# Work to do:
Reproduce every line of the material below, requests included, multiplying each point coordinate in the answers by 1.85 and rounding to the nearest whole number, with halves rounded up. Omit the pictures from your version.

== Data for the task ==

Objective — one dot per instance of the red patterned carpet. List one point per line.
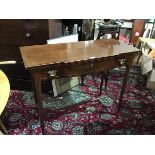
(80, 111)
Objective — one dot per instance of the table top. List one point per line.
(42, 55)
(144, 40)
(4, 91)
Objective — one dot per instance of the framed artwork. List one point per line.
(63, 84)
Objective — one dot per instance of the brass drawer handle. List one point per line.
(91, 65)
(122, 61)
(27, 35)
(52, 73)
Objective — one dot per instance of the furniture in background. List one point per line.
(75, 59)
(140, 43)
(4, 95)
(24, 32)
(114, 30)
(137, 30)
(84, 27)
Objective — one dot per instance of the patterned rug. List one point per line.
(81, 111)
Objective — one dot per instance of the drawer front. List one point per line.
(10, 52)
(17, 71)
(23, 32)
(85, 67)
(91, 67)
(78, 68)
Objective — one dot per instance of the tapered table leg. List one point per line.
(123, 85)
(2, 127)
(36, 82)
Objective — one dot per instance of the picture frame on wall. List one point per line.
(63, 84)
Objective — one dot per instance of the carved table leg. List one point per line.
(36, 82)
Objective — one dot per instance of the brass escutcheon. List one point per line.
(122, 61)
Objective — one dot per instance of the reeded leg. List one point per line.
(82, 80)
(36, 82)
(106, 79)
(123, 86)
(101, 84)
(2, 127)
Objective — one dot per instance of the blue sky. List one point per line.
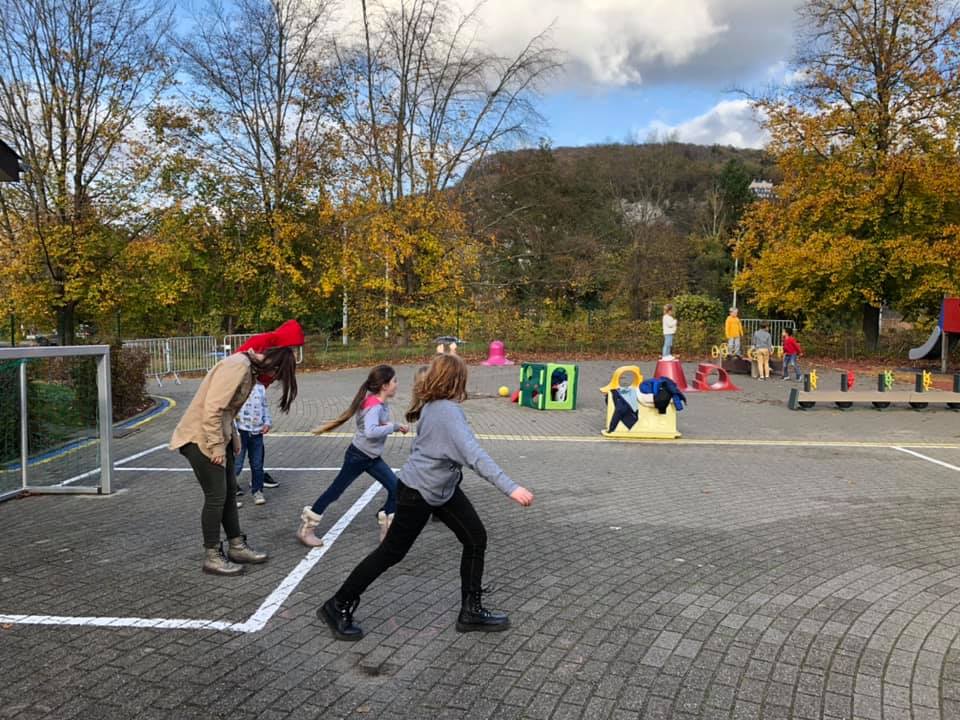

===

# Worked solution:
Objective — one dot per instance of the red patterned carpet. List one point per line.
(148, 205)
Objective — one dot per instance of the table top. List one point per line.
(78, 102)
(266, 74)
(7, 168)
Objective — one dot per instance of the framed artwork. List one point per line.
(117, 155)
Objective — one dot per instance of the brass drawer handle. List one point per line.
(168, 120)
(226, 113)
(50, 65)
(96, 135)
Objective — one dot per instance of the furniture in background. List one point per line.
(139, 109)
(259, 80)
(7, 176)
(44, 59)
(211, 56)
(253, 56)
(155, 50)
Objective — one dot per instance of the patterned rug. List one point per line.
(150, 205)
Objective — one dot per instance of the drawer front. List one point per line.
(19, 96)
(31, 131)
(43, 59)
(157, 124)
(168, 124)
(144, 126)
Objective — one dot per instance of the tapered table leg. List one point per line.
(228, 157)
(4, 235)
(67, 152)
Objective — one dot per instance of the picture frame on wall. List one point per line.
(117, 155)
Objective — one dot per instance of the carved table leg. List one point per line.
(67, 152)
Objective — one dot per instance of the brass escutcheon. List one point per line.
(226, 113)
Objective — one dot per instance of the reeded leg. List one point per line.
(152, 148)
(67, 152)
(196, 146)
(228, 159)
(187, 155)
(4, 235)
Objective — one dot per instance of the blue sky. List one point per line.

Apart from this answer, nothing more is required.